» **What you have to do**:
Can you write out every one of the records below word for word, keeping each line in its original order?
-------------------------
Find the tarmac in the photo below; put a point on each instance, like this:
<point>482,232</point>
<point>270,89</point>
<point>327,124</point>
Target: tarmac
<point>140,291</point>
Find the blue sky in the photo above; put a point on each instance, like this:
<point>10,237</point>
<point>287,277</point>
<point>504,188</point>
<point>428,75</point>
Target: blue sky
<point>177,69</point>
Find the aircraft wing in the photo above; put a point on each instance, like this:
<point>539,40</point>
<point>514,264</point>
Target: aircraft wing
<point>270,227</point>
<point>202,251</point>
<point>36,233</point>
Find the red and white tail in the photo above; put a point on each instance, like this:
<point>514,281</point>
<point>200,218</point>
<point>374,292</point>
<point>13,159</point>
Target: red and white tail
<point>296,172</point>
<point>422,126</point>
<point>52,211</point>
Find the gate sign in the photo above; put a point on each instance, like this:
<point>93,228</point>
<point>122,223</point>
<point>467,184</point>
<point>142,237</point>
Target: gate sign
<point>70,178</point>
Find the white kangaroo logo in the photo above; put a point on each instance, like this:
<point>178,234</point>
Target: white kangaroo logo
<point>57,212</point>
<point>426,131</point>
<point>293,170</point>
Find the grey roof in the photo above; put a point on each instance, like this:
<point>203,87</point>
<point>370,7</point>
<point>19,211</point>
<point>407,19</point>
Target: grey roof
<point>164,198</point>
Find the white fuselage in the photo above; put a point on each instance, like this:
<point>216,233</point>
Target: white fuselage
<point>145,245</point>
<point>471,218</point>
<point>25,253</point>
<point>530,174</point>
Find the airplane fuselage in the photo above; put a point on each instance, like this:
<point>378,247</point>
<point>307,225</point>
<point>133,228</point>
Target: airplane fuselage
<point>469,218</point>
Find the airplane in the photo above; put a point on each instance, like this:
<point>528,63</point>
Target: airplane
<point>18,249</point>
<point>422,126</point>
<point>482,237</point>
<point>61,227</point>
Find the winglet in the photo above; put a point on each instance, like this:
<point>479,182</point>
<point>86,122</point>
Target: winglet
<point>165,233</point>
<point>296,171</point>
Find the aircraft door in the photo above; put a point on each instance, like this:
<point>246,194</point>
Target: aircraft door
-------------------------
» **Output below**:
Find the tarmac in the photo below; put a point on each instance, like this:
<point>482,232</point>
<point>270,89</point>
<point>327,124</point>
Target: tarmac
<point>140,291</point>
Find the blue sky in the photo above; put a point on each instance, like this:
<point>10,237</point>
<point>287,277</point>
<point>504,188</point>
<point>428,75</point>
Target: blue sky
<point>177,69</point>
Find the aircraft wing in the photo above; put a point on each instance, like this:
<point>539,40</point>
<point>514,264</point>
Target: aircraft wing
<point>270,227</point>
<point>202,251</point>
<point>36,233</point>
Find the red and white tail in the photo above; put a point on each instance, like this:
<point>514,281</point>
<point>200,218</point>
<point>374,292</point>
<point>13,159</point>
Target: red and white tail
<point>296,172</point>
<point>422,126</point>
<point>52,211</point>
Find the gate sign in the photo above; put a point on each instance, like this:
<point>93,228</point>
<point>122,223</point>
<point>467,184</point>
<point>142,237</point>
Target: gate sign
<point>70,178</point>
Find the white kangaroo logo in the photo above; put a point on each instance, like this:
<point>178,234</point>
Target: white kangaroo logo
<point>57,212</point>
<point>426,131</point>
<point>293,170</point>
Find the grey roof in the photo above; put a point on each instance, like this:
<point>203,87</point>
<point>370,7</point>
<point>19,211</point>
<point>407,19</point>
Target: grey roof
<point>164,198</point>
Find the white fuselage in the photo above; put a point on each instance, like this:
<point>216,233</point>
Target: white fuselage
<point>145,245</point>
<point>471,218</point>
<point>25,253</point>
<point>530,174</point>
Find the airplane fuselage in the photo above; put a point on each instance, like this:
<point>378,247</point>
<point>307,225</point>
<point>133,228</point>
Target: airplane fuselage
<point>469,218</point>
Find the airplane in the photo above; put a point on each instance, like this:
<point>528,63</point>
Target: airplane
<point>18,249</point>
<point>422,126</point>
<point>482,237</point>
<point>61,227</point>
Find the winglet in the photo above; put a point on each instance, like this:
<point>479,182</point>
<point>86,122</point>
Target: winglet
<point>165,233</point>
<point>296,171</point>
Find the aircraft door in the photo above; put a point on each instance, like this:
<point>246,194</point>
Target: aircraft door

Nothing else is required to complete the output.